* WRITTEN REQUEST A:
According to the article, in what year did AIIC begin its study on what interpretation users expect in terms of quality?

* ARTICLE:
-*-

AIIC is a professional association upholding the quality of services provided by its members. It has mechanisms to ensure quality now and in the future, and committees to monitor the entry of new members, languages added by current members, training and research. Thanks to its representativeness and reputation for quality, AIIC negotiates agreements with large international organisations on working conditions and remuneration. All this would seem to indicate that there is an underlying consensus on what quality is and how to define and assess it objectively.

Such a consensus would fully justify (to society, clients and users) the primary aim that sets our association apart - quality - as well as the criteria for interpreter training AIIC offers institutions of learning, AIIC´s stance on new forms of interpretation, videoconferencing and interpreting for audio-visual media.

Moreover, we live in an era obsessed with quality control. With that in mind, in 1995 AIIC launched a study on the quality expectations of interpretation users (1).

The amazing thing is that there is no such consensus. Granted, users and interpreters agree on certain quality criteria, but significant differences remain as to nuances, and especially as to the very essence of the elusive concept of quality; quality for whom, assessed in what manner? (2).

I doubt I've been successful in rising to the challenge of addressing these issues here in Communicate (a publication by professional interpreters open to the public at large on the Net). My aim is to draw attention to the problem so as to foster debate, be reasonably thorough in reviewing research to date and avoid off-putting scientific jargon. Here are the results.

-*-

* EXCERPTED RECORDS:
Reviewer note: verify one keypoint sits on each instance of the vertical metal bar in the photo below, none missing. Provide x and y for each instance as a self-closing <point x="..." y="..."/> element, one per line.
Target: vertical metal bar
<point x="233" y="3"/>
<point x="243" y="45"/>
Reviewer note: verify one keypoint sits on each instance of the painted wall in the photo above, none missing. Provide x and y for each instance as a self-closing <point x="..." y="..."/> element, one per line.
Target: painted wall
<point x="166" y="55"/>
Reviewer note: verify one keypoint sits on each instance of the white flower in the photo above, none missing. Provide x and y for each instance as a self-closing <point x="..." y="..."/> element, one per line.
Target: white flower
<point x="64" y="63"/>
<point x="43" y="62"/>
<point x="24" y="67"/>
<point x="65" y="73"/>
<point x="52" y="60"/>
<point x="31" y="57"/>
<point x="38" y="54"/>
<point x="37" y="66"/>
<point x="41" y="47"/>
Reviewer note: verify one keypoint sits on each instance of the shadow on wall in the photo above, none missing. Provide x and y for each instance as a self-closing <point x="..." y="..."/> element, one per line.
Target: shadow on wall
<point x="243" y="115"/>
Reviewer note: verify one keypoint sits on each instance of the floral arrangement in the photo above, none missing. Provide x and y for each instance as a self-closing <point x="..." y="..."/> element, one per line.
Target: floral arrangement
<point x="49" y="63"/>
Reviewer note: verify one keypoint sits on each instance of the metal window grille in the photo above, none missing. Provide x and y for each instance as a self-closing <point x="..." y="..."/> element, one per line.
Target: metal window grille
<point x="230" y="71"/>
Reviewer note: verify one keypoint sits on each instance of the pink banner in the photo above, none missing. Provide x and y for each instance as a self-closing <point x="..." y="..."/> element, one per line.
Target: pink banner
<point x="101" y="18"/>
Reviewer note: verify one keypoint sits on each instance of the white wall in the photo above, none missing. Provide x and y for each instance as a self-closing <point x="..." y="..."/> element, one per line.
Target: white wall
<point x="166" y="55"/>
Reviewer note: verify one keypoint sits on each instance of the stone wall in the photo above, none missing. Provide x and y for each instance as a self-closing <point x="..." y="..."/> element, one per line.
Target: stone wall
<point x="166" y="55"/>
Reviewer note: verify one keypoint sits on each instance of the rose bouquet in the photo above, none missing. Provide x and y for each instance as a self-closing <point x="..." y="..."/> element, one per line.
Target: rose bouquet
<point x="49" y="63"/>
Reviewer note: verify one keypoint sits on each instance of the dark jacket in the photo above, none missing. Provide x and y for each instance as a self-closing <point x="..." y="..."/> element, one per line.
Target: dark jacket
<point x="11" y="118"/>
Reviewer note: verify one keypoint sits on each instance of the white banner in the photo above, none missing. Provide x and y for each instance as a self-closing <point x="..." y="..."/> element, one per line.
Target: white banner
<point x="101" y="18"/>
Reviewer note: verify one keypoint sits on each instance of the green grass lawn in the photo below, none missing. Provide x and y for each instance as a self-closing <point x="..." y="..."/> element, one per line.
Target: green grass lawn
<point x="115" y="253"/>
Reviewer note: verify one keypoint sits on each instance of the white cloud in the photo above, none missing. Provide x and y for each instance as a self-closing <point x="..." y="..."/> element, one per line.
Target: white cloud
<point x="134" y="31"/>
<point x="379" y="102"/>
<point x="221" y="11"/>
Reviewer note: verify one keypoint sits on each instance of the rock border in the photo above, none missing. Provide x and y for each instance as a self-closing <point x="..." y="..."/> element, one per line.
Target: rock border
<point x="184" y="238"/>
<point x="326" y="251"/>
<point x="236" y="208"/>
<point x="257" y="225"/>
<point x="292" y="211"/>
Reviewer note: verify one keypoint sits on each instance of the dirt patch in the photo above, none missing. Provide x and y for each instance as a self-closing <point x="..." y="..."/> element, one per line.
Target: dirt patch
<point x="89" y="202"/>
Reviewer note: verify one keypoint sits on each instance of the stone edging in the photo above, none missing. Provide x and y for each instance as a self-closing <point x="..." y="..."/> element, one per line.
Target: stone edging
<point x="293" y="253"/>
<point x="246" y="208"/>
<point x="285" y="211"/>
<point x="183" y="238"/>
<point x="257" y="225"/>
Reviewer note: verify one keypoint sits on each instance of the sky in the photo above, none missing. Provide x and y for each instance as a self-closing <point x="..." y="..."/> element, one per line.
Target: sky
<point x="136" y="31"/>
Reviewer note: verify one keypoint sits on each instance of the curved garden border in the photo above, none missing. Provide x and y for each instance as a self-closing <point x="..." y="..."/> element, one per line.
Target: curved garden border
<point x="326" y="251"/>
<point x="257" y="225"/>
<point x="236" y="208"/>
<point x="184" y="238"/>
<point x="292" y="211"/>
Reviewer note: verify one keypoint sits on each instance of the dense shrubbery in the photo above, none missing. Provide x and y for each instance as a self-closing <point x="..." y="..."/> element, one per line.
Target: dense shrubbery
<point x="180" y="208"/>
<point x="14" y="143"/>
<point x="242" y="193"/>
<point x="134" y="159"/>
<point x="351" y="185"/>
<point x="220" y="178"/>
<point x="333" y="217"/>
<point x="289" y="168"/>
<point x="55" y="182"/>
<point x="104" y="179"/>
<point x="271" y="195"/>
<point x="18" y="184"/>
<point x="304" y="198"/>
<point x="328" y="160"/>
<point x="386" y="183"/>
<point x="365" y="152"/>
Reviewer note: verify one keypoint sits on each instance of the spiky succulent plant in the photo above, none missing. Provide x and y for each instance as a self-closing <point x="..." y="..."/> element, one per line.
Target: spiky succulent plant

-*-

* WRITTEN REQUEST B:
Please list each line in the rows above that contains the string "rock", treating uppercase and lowercase letters as different.

* CORRECT RESPONSE A:
1995

* CORRECT RESPONSE B:
Reviewer note: verify one keypoint sits on each instance of the rock border in the photo above, none missing. Provide x and y for each instance as a self-closing <point x="..." y="..."/> element, one per line.
Target: rock border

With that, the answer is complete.